• **Extract provided**:
--- START ---

Reformation Day, (Observed)
October 30th, anno + Domini 2022
Our Redeemer and Our Savior’s Lutheran Churches
Custer and Hill City, South
Dakota
True Freedom - John 8:31-36
So if the Son sets you free, you will be free indeed.
Freedom. The Jews who had believed in Jesus have a freedom problem. They thinkthey are free. They think they have always been free, and so they resent anyone, even this miracle worker Jesus, who dares suggest they are not free.
Freedom. How free are we? We are citizens of the United States of America, where freedom has been a central topic since the founding. And it still is. Many today worry that we are in danger of losing fundamental freedoms. Others warn that the excessive exercise of freedom is leading us down a path to chaos, chaos that could even lead us into fascist dictatorship.
The Supreme Court recently returned the question of abortion to the various states, to be determined by them. The justices could not find where the Constitution sets them free to determine for the whole nation this fraught question. Abortion rights advocates scream to high heaven that every woman’s fundamental freedom to govern her own body has been stolen. God the Author of Life is not listening to their cries, and Christians and others celebrate the opportunity to restore to unborn baby girls and boys the freedom to be born. But the battle is only beginning. The goal of changing hearts and minds so that abortion is unthinkable is a very long way off. One thing is certain: this fundamental struggle over values, life and the definition of freedom does not make anyone feel free.
Here in West River South Dakota, we cherish the freedom of self-sufficiency. Which can seem like a winning project, unless your self-sufficiency is tied to the stock market, and your retirement nest egg is suddenly much smaller than it was last year. But no worries, you gather, cut and split your own firewood, so at least you’re free to be warm. Unless a back injury ends your ability to wield a chain saw.
Freedom is tricky. We might even ask the question: “How free do we truly want to be? No one wants to be literally locked up and held in bondage. But to be truly free in all aspects, to be a self-made man or woman, responsible to make all your own decisions, judge situations and people based on your knowledge and wisdom, and be totally responsible for your own outcomes? This is actually quite frightening.
We used to
outsource a lot of this self-governance work to institutions and affinity
groups, tribes if you will. It used to
be that we said things like: I do
this job for a living because everyone in my family does this for a
living. I approach life this way because
my church tells me to do so. I think
this way about politics or act this way in society because I work in this
industry or sector, have this ethnic background, or am a member of this or that
organization. And that’s how my kind of
people think and act. Sure, those
old institutions made a few demands on me, pretty minor, usually. But I got a lot in return, including freedom
from having to make all those difficult judgments and choices on my own.

--- END ---

• **Information supplied**:
--- START ---

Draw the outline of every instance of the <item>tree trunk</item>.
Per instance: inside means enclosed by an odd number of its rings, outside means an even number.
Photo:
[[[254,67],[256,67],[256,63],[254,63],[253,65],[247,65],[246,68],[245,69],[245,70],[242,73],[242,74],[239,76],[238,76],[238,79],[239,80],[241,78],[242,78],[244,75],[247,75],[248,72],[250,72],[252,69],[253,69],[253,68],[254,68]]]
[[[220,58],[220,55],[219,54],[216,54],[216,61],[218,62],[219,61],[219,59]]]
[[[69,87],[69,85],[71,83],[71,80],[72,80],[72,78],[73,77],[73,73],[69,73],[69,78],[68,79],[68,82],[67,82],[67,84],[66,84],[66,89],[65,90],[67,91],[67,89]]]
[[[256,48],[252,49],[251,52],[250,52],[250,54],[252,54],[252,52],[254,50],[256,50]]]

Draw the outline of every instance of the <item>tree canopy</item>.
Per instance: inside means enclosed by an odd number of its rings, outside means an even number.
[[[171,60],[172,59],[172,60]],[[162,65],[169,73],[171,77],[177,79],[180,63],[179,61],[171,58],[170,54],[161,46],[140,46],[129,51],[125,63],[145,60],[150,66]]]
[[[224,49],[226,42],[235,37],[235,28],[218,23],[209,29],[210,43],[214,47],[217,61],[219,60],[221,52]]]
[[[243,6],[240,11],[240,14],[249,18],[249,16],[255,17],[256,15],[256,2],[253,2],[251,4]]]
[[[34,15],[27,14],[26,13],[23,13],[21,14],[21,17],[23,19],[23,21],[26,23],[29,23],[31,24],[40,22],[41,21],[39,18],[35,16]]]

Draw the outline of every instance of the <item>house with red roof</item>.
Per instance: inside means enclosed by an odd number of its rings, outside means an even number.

--- END ---

• **Exercise set**:
- a) Answer these questions about the sermon:
(i) Which Bible passage is given for the sermon?
(ii) Which churches is the sermon listed for?
(iii) What kind of freedom does the sermon say people in West River South Dakota cherish?
- b) Output the passage of the sermon starting at "Reformation Day, (Observed)" and ending at "be free indeed.".
The material has no connection to the sermon.

• **Written answers**:
- a)
(i) John 8:31-36
(ii) Our Redeemer and Our Savior’s Lutheran Churches
(iii) The freedom of self-sufficiency

- b)
Reformation Day, (Observed)
October 30th, anno + Domini 2022
Our Redeemer and Our Savior’s Lutheran Churches
Custer and Hill City, South
Dakota
True Freedom - John 8:31-36
So if the Son sets you free, you will be free indeed.